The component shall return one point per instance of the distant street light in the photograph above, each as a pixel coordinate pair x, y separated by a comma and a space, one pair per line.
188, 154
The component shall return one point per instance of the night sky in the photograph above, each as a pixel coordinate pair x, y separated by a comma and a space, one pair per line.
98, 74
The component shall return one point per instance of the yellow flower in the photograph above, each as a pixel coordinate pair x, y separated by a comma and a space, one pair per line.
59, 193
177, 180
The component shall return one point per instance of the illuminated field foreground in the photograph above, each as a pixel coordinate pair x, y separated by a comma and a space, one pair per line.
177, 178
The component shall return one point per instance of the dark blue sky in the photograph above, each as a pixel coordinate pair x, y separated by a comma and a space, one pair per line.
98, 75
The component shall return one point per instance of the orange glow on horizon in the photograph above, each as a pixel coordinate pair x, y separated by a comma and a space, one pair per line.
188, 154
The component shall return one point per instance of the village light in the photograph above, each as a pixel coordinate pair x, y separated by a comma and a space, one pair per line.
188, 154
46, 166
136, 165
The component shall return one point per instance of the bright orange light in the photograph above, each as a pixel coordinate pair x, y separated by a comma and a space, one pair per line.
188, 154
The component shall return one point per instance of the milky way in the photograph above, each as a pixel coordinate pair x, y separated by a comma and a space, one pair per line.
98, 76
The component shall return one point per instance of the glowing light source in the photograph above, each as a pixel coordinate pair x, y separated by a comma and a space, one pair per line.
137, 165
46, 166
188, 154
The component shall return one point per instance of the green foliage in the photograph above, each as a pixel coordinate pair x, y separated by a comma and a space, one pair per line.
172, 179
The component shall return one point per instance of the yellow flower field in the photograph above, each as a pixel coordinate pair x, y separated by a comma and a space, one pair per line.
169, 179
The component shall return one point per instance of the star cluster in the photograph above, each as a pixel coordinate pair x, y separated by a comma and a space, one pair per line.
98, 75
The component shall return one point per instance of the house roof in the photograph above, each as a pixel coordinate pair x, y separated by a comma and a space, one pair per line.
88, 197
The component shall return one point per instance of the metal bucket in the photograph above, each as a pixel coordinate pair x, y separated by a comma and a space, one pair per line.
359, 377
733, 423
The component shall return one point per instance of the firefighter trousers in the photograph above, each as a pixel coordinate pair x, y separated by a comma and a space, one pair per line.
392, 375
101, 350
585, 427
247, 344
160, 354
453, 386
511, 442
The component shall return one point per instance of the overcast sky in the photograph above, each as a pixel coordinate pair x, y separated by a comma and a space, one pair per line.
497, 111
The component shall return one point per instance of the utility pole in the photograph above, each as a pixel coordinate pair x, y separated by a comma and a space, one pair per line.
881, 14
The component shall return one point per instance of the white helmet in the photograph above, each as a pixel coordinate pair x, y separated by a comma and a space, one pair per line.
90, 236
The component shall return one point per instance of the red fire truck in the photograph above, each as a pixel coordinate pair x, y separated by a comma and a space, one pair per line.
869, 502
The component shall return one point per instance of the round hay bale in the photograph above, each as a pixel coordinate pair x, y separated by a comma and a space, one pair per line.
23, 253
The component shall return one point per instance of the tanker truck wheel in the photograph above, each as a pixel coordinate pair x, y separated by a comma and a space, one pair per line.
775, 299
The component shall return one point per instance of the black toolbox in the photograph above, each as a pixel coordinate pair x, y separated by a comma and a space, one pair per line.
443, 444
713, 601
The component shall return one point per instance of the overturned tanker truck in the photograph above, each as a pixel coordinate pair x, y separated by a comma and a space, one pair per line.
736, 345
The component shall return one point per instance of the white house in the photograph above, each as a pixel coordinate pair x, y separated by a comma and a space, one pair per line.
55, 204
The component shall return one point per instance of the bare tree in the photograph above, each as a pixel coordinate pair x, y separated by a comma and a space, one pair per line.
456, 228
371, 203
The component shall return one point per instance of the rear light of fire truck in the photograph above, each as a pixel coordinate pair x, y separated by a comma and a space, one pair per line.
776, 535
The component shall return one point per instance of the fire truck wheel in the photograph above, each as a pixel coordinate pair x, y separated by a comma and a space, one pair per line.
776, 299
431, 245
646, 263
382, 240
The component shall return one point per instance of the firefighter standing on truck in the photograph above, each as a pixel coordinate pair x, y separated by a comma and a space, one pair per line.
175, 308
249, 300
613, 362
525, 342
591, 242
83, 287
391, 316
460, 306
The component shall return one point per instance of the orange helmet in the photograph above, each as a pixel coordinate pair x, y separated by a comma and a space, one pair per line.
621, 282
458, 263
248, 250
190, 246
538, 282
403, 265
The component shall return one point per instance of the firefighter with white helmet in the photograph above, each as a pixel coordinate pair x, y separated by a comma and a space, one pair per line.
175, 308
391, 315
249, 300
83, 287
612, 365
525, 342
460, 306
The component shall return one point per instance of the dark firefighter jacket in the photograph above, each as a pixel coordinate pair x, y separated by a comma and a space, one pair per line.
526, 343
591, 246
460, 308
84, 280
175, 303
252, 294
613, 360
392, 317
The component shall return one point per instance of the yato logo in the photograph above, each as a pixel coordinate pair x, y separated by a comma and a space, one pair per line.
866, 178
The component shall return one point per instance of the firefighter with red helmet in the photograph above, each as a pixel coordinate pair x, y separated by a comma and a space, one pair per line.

__Exercise instructions__:
The material shown above is to be retyped in full, without alteration.

__Task solution__:
The component shall return one point per instance of the distant street light in the photograph above, each as a pixel coordinate pair x, y separated by a comma and a space, one pair per line.
188, 154
The component shall return one point per instance of the night sky in the photograph above, each as a pixel coordinate pair x, y separated by a comma and a space, one pair per line.
98, 74
The component shall return one point per instance of the yellow flower in the photograph above, each as a pixel coordinate pair x, y separated by a comma and a space, one pair per line.
59, 193
177, 180
The component shall return one point per instance of the illuminated field foreground in the photograph above, each as a pixel coordinate pair x, y separated by a comma and a space, one pair per line.
177, 178
The component shall return one point per instance of the dark blue sky in the photograph above, each as a pixel coordinate pair x, y separated by a comma and a space, one pair per line.
98, 75
The component shall return one point per instance of the orange glow on horizon in the photograph above, each as a pixel coordinate pair x, y separated by a comma and a space, one pair per line.
188, 154
The component shall return one point per instance of the village light in the photograph above, each as a pixel coordinate pair x, y separated by a comma and a space, one pair per line.
188, 154
46, 166
136, 165
The component shall return one point per instance of the bright orange light in the photograph above, each as a pixel coordinate pair x, y separated by a comma and a space, one pair per line.
188, 154
The component shall return one point per instance of the milky way in the photograph above, each as a pixel coordinate pair x, y separated by a comma and a space, one pair per line.
98, 76
The component shall return one point per instance of the glowing light source in the photograph above, each as a pixel coordinate pair x, y separated by a comma and a space, one pair per line.
137, 165
46, 166
188, 154
The component shall return one point per instance of the green foliage in the photograph above, each as a pixel coordinate pair x, y separated by a comma and a space, one pair per line.
172, 179
The component shall return one point per instance of the yellow flower field in the photograph above, each as a pixel coordinate pair x, y separated by a comma and a space, one pair per line.
169, 179
The component shall return one point per instance of the star cluster in the photograph above, each as a pixel coordinate pair x, y separated by a comma and a space, one pair per line.
98, 75
The component shall return one point per instance of the house roof in the photograph above, each as a pixel coordinate pair x, y separated by a comma and a space, one pair per line.
88, 197
The component shall return one point per instance of the metal bucket in the photograph above, each as a pixel coordinate pair x, y separated by a comma and a space, one pair per line.
359, 377
733, 423
The component shall return one point per instance of the firefighter trousers in the photograph above, each as a pixel coordinate pair x, y separated by a comma and a space, one pair per line.
392, 375
101, 350
585, 427
247, 344
160, 354
453, 386
511, 442
The component shall return one point per instance of the overcast sky in the photograph above, each as a pixel coordinate pair x, y separated by a comma and a space, one pair per line.
497, 111
The component shall return one point per instance of the utility pole in the photograph above, each as a pixel coordinate pair x, y separated by a comma and a space, one pair per line.
881, 14
The component shall return one point per instance of the white helmet in the photograph above, each as a pixel coordinate pair x, y separated by a comma and a space, one pair per line.
90, 236
The component shall return one point per instance of the red fire truck in the photograph above, each as a pixel coordinate pair x, y separated by a comma and a space, one pair per line.
869, 502
The component shall return one point per instance of the round hay bale in the photograph above, each as a pixel coordinate pair x, y separated by a comma and a space, one pair per line.
23, 253
The component shall return one point per instance of the tanker truck wheel in the photograph above, each as a pixel coordinate pair x, y separated by a comma and a space, one pair per line.
775, 299
The component shall return one point per instance of the black toolbox in the photograph above, each as a pixel coordinate pair x, y separated by a comma and a space, one pair per line.
443, 444
713, 601
The component shall return one point per instance of the overturned tanker truck in the photograph above, each as a pixel coordinate pair x, y separated by a comma and a space, one pair per line.
736, 345
The component shall return one point per instance of the white house in the photograph above, each as a pixel coordinate pair x, y separated by a comma and a space, one pair per line.
55, 204
The component shall return one point per instance of the bare tree in the photograph above, each as a pixel coordinate pair x, y separated by a comma and a space, one pair per line.
456, 228
371, 203
The component shall return one point per instance of the rear light of fire truck in the photograph above, each as a pixel coordinate pair x, y separated by a comma and a space, one pair per line.
776, 535
The component shall return one point per instance of the fire truck wheel in the photograph above, each as a pixel coordinate pair x, y separated by a comma and a space, one pair per line.
776, 299
431, 245
646, 263
382, 240
The component shall return one point per instance of the firefighter standing on truck in the photograph above, each as a pixel coordinate pair x, y separated by a comma and a space, one pair per line.
175, 308
249, 300
613, 362
525, 342
591, 242
83, 287
391, 316
460, 306
The component shall return one point per instance of the orange helmet in the photograph above, each as a pixel coordinate pair x, y separated by a comma and a space, one pair per line.
621, 282
458, 263
248, 250
190, 246
538, 282
403, 265
The component shall return one point per instance of the firefighter with white helmet in the photograph above, each as a pixel coordinate pair x, y separated by a comma and a space, one pair per line.
175, 308
391, 315
249, 300
83, 287
612, 365
525, 342
460, 306
The component shall return one point per instance of the dark firefighter jacket in the photograph above, each as a pixel coordinate pair x, y separated by a comma and a space, one pair per line.
526, 343
591, 246
460, 308
84, 280
175, 303
252, 294
613, 360
392, 317
The component shall return one point per instance of the yato logo in the photograph above, each as a pixel coordinate pair x, y separated by a comma and a space, one pair per line.
866, 178
The component shall return one point per instance of the firefighter with red helmet in the photograph above, each as a pixel coordinate pair x, y separated by a comma and a space, one pair per line.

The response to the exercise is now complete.